— start of SUPPLIED MATERIAL —
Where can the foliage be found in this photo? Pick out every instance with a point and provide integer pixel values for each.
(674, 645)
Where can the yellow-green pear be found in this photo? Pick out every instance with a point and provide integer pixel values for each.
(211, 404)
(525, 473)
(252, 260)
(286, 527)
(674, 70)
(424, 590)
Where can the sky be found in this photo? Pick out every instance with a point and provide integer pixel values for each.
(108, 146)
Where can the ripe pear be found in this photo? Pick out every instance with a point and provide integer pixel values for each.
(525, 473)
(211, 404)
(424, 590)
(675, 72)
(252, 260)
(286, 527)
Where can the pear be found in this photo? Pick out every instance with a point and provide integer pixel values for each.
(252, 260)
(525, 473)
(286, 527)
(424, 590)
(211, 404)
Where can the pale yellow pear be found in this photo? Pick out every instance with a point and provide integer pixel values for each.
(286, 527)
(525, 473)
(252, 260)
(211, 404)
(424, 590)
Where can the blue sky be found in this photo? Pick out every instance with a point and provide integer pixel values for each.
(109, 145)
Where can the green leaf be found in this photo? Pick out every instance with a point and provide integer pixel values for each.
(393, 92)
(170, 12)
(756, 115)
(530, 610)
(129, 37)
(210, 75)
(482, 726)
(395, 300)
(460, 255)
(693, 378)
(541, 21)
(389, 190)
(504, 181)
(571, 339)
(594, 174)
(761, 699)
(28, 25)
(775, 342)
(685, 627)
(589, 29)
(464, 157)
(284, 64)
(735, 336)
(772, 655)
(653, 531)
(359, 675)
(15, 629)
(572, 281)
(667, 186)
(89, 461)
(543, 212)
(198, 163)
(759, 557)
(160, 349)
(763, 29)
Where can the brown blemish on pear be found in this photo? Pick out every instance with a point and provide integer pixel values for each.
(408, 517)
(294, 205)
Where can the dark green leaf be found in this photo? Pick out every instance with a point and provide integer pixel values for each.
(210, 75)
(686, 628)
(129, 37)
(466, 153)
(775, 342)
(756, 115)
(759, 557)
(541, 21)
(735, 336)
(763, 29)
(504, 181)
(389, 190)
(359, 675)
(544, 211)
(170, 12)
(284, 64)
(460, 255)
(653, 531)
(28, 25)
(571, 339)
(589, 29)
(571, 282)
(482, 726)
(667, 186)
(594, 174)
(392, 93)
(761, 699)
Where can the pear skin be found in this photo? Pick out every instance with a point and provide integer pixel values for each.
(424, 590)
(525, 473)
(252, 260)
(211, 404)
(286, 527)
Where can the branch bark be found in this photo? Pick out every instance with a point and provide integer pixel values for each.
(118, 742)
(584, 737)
— end of SUPPLIED MATERIAL —
■ **WORK TO BE COMPLETED**:
Could you write out all of the records above again, swapping "instance" for "occurrence" and leaving everything else unchanged?

■ **WRITTEN REPLY**:
Where can the foliage be found in this photo? Pick out every occurrence with a point and provide integer pixel values for each.
(674, 645)
Where can the yellow-green pear be found in this photo? Pick out every occurrence with a point and provide integer pixel values for each.
(211, 404)
(525, 473)
(252, 260)
(286, 527)
(674, 70)
(424, 590)
Where can the sky be found in this photo? Pick out every occurrence with a point and provide integer pixel values for each.
(108, 146)
Where can the ripe pear be found in this photo? Pick out every occurrence with a point and provide integer pixel values for each.
(525, 473)
(211, 404)
(424, 590)
(675, 72)
(252, 260)
(286, 527)
Where can the pear be found in this photo? Pick out every occurrence with a point and provide integer pixel values for each.
(252, 260)
(525, 473)
(286, 527)
(424, 590)
(211, 404)
Where can the pale yellow pear be found in this photo? Pick out every occurrence with a point and provide integer pixel values for each.
(286, 527)
(525, 473)
(252, 260)
(211, 404)
(424, 590)
Where can the blue sky be found in this photo? Pick out every occurrence with a point and provide integer pixel values for each.
(109, 145)
Where can the green leaf be found in this photo? Pick out every occurrence with a point and provide integer pixel values for each.
(393, 92)
(170, 12)
(756, 115)
(530, 610)
(129, 37)
(210, 75)
(482, 726)
(395, 300)
(460, 255)
(693, 378)
(541, 21)
(389, 190)
(504, 181)
(571, 339)
(594, 174)
(761, 699)
(28, 25)
(775, 342)
(685, 627)
(589, 29)
(464, 157)
(284, 64)
(735, 336)
(772, 655)
(653, 531)
(359, 675)
(15, 629)
(572, 281)
(667, 186)
(89, 461)
(543, 212)
(198, 163)
(759, 557)
(160, 349)
(763, 29)
Where can the brown blemish on pear be found in this photo? Pick out every occurrence with a point and provide integer pixel values for each.
(408, 517)
(294, 205)
Where can the dark green leaf be found in this photo? Pick out every occurrence with a point and provide integer pixel values for each.
(210, 75)
(686, 628)
(129, 37)
(466, 153)
(775, 342)
(756, 115)
(759, 557)
(541, 21)
(735, 336)
(763, 29)
(504, 181)
(389, 190)
(359, 675)
(544, 211)
(170, 12)
(284, 64)
(460, 255)
(653, 531)
(28, 25)
(571, 339)
(589, 29)
(571, 282)
(482, 726)
(667, 186)
(594, 174)
(392, 93)
(761, 699)
Where can the pear skin be found in this photo? Pick out every occurrence with a point and provide integer pixel values for each.
(424, 590)
(525, 473)
(252, 260)
(211, 404)
(286, 527)
Where can the branch bark be found in this photo? Pick out every occurrence with a point and provide integer pixel values for each.
(118, 742)
(584, 737)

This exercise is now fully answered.